:: Supplied text
The cost averaging, passive approach, can become an entry into full blown active trading, by adjusting the regular recurring investments based on an assessment of market conditions. If your research tells you that price will increase in the long term, your aim is to buy the dips on the way, making your entry points as efficient as possible. 

With DCA you stick to regular recurring buying points, but you can start adjusting how much you buy each week/month based on an assessment of whether the market is oversold or overbought at that fixed point.

Thinking in terms of oversold or overbought conditions - essentially whether the market has become overly optimistic or pessimistic - is the first step toward technical analysis, which is a key part of trading crypto and an alternative perspective to the investment philosophy of fundamental analysis.

You can refer to indicators or models to guide your decision, but the more you research market conditions, the more time you’ll need to commit. If you want to unpack technical analysis further and move into active crypto trading, you’ll need to commit even more time.

Time will essentially be a limiting factor in the style of active trading that you should employ. Here is a summary of some of the most common, which are discussed in our section dedicated to all aspects of trading crypto.
::::
__Work to complete__
• a. Answer these from the text on cost averaging in crypto:
(i) According to the opening sentence, what adjustment turns the passive cost averaging approach into active trading?
(ii) What is thinking in terms of oversold or overbought conditions described as the first step toward?
(iii) What does the final paragraph name as a limiting factor in the style of active trading?
• b. Translate into Spanish this sentence from the text on cost averaging in crypto: "Time will essentially be a limiting factor in the style of active trading that you should employ."
• c. From the text on cost averaging in crypto, echo the passage from "Time will essentially" up to and including "of trading crypto.".
:: Information shown
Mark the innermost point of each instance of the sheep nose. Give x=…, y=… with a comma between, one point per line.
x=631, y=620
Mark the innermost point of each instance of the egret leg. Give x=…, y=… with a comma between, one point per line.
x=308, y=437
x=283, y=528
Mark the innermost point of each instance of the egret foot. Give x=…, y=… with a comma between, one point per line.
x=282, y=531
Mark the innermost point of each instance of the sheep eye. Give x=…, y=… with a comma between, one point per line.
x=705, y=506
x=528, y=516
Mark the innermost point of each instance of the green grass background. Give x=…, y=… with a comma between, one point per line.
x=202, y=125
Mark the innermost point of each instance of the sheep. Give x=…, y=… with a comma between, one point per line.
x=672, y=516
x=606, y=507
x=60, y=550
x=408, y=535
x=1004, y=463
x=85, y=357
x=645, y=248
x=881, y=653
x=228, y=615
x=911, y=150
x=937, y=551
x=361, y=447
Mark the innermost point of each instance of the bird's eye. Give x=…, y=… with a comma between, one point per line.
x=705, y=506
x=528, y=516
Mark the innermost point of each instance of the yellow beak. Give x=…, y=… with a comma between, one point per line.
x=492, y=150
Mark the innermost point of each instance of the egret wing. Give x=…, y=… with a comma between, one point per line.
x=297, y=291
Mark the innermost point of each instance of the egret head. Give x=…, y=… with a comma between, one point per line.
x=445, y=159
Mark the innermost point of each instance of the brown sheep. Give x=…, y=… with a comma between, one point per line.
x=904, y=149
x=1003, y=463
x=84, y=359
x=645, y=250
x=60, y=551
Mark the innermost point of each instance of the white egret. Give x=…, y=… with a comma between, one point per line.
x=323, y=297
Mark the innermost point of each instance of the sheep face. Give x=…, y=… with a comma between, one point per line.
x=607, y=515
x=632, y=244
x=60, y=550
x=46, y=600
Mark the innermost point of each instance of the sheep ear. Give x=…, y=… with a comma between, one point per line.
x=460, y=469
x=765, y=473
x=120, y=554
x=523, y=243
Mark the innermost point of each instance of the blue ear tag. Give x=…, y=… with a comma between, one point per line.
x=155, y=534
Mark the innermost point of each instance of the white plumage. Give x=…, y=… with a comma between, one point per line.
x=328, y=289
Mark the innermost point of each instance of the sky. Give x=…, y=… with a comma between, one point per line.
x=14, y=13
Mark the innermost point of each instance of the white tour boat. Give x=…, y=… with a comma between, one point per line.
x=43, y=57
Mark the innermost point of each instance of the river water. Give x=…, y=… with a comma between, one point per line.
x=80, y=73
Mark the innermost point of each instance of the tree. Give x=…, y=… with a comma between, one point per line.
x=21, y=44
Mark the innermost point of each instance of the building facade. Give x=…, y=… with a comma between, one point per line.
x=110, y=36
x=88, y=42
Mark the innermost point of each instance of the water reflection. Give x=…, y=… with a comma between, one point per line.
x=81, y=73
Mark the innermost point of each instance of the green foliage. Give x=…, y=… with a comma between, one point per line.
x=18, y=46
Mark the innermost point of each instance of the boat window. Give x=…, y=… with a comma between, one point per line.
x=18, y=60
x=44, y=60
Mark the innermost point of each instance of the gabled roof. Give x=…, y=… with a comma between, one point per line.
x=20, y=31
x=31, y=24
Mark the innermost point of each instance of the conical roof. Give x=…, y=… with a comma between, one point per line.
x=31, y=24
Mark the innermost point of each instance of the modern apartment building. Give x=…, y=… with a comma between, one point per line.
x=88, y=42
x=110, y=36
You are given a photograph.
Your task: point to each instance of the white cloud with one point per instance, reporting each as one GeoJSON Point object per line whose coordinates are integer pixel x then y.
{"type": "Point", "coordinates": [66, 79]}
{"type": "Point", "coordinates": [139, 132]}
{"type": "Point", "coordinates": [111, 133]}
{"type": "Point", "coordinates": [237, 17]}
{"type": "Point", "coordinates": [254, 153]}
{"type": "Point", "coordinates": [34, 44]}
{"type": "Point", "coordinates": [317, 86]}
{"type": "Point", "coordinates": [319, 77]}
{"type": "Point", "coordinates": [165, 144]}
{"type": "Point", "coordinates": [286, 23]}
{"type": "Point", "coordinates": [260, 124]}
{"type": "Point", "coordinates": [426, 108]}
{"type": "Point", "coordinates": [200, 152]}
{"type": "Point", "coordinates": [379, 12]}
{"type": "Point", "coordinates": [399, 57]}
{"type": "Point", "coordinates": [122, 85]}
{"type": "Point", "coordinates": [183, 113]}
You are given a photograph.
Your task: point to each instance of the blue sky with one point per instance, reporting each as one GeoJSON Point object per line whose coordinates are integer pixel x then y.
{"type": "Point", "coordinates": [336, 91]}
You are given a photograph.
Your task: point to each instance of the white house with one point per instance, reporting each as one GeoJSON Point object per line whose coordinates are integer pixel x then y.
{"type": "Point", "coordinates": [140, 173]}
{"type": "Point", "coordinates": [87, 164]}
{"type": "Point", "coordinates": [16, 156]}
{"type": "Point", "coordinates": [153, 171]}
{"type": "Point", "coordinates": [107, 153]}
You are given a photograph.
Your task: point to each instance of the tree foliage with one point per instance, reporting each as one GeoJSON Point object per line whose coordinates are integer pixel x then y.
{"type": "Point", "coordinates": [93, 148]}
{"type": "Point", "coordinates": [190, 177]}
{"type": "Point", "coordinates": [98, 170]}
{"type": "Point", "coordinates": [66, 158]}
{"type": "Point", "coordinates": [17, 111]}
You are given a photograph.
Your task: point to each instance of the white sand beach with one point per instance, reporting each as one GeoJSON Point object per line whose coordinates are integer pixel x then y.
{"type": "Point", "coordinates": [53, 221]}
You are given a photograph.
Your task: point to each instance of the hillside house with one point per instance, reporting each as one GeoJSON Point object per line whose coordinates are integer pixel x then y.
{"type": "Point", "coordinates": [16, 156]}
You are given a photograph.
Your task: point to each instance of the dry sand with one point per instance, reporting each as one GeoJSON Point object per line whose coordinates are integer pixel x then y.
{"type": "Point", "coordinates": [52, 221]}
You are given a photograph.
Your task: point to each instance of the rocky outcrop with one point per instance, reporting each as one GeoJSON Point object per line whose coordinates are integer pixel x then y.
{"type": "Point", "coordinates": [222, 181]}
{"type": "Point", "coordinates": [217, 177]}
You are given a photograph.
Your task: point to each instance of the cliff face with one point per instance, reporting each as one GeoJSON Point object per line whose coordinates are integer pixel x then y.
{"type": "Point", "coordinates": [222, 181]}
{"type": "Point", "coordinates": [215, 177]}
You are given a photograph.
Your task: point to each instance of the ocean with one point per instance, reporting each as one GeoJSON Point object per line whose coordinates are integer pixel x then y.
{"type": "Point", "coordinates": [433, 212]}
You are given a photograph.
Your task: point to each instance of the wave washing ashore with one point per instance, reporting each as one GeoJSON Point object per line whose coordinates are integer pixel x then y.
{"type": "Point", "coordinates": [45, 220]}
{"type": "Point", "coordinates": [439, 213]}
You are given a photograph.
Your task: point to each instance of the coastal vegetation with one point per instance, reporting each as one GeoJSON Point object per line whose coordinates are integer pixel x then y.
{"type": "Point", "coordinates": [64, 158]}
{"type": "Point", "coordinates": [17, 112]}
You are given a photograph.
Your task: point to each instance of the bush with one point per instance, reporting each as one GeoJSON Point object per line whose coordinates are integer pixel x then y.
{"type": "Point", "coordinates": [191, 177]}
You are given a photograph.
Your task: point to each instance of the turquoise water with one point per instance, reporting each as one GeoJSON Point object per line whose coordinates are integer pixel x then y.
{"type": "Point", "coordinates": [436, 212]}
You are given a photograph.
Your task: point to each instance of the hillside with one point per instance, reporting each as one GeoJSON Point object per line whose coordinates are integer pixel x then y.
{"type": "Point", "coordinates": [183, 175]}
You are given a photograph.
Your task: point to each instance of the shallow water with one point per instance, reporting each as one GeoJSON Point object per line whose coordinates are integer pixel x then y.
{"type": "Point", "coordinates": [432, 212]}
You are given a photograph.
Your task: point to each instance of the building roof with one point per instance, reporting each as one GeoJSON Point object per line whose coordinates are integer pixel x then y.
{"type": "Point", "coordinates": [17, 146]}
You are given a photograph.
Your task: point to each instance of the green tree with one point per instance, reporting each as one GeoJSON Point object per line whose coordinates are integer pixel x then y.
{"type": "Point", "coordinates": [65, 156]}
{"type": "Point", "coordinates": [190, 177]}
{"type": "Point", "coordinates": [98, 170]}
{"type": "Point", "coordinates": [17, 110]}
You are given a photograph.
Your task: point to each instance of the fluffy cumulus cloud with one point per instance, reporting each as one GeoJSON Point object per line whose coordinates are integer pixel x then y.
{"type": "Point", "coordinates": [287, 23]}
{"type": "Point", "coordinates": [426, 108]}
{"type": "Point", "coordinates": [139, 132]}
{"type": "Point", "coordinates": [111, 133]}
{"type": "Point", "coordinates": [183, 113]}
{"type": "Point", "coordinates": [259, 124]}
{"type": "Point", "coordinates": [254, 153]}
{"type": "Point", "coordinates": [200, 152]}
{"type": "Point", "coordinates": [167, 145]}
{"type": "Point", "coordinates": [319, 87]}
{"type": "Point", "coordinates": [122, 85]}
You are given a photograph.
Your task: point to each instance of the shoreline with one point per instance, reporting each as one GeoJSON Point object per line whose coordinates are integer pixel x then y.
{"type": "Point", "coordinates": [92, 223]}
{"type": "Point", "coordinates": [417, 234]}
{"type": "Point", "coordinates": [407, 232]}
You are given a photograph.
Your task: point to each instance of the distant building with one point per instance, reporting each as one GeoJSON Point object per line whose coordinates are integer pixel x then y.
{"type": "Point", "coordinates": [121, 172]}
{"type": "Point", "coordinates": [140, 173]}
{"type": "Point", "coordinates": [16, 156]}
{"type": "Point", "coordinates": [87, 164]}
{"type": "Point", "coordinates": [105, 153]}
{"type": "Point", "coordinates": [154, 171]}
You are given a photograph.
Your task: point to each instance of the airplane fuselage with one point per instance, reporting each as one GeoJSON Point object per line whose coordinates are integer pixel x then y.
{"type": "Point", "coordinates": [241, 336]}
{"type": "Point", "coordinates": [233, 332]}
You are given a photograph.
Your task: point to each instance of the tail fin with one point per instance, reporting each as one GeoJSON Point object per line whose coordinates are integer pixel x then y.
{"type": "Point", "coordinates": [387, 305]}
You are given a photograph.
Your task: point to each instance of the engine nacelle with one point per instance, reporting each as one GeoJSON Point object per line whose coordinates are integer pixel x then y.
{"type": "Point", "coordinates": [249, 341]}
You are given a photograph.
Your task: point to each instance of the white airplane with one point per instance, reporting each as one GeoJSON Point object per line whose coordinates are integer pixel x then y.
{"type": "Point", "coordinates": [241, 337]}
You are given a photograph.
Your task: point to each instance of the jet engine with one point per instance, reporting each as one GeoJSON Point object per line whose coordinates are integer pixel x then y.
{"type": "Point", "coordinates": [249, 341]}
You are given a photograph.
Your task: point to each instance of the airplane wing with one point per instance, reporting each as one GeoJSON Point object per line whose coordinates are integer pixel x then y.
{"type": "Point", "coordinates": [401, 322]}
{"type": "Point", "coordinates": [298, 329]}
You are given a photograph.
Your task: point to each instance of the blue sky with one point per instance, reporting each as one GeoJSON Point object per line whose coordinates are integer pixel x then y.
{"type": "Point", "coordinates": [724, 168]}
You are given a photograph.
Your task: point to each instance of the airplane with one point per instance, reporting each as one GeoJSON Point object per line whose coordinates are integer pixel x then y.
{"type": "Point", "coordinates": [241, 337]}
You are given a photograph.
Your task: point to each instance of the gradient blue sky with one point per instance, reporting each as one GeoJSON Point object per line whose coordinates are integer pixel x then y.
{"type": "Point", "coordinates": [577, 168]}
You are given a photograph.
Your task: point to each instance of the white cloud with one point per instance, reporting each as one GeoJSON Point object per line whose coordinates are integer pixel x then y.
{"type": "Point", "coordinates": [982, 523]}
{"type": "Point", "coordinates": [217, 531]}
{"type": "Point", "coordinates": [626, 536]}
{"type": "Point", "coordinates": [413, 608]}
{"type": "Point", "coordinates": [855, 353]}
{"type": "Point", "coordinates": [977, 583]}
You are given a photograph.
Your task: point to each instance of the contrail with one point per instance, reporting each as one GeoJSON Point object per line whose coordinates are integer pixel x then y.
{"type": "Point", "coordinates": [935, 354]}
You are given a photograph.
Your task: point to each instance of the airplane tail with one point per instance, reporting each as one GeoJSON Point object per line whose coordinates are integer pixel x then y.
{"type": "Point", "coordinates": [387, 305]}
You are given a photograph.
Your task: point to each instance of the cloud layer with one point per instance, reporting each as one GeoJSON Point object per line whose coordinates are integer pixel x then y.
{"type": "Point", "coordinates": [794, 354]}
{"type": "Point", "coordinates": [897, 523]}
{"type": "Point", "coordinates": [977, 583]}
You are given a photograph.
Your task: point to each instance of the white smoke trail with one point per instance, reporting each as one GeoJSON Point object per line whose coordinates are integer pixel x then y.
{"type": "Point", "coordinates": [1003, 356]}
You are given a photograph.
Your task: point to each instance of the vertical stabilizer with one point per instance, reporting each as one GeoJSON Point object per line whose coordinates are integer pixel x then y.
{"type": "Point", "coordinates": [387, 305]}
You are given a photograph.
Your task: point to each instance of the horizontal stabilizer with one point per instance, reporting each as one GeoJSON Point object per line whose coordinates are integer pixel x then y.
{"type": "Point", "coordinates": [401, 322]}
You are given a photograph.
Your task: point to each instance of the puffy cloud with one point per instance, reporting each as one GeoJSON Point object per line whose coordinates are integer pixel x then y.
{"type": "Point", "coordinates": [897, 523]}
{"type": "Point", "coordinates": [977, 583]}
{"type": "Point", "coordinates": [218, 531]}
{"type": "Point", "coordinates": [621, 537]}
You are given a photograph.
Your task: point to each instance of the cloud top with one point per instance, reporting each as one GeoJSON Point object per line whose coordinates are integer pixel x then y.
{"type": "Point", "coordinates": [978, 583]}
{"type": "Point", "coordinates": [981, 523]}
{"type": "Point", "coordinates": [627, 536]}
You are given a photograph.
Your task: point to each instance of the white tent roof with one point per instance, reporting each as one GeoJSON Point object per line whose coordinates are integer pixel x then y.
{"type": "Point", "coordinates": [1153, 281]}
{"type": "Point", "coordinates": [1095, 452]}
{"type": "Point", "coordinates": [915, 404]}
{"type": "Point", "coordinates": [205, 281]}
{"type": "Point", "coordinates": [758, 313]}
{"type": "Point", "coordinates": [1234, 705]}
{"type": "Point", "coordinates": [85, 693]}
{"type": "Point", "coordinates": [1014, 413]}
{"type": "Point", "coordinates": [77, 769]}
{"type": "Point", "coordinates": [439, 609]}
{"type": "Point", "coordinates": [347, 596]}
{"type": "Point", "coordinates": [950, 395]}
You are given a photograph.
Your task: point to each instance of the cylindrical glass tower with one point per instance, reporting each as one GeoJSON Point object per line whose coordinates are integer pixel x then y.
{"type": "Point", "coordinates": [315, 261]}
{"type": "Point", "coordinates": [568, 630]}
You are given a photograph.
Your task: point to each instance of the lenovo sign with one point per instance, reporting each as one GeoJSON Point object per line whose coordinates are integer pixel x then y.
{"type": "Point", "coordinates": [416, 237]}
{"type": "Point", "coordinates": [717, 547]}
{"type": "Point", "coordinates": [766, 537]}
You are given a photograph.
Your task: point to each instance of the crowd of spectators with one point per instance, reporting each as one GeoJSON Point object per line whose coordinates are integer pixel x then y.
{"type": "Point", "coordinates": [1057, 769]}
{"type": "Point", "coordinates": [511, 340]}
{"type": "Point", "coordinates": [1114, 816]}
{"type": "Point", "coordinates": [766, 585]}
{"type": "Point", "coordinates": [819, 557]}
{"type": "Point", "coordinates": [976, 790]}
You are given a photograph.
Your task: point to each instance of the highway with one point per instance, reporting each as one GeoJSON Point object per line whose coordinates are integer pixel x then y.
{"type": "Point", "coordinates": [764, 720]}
::::
__Responses by task__
• a.
(i) Adjusting the regular recurring investments based on an assessment of market conditions.
(ii) Technical analysis.
(iii) Time.

• b. El tiempo será esencialmente un factor limitante en el estilo de trading activo que deberías emplear.

• c.
Time will essentially be a limiting factor in the style of active trading that you should employ. Here is a summary of some of the most common, which are discussed in our section dedicated to all aspects of trading crypto.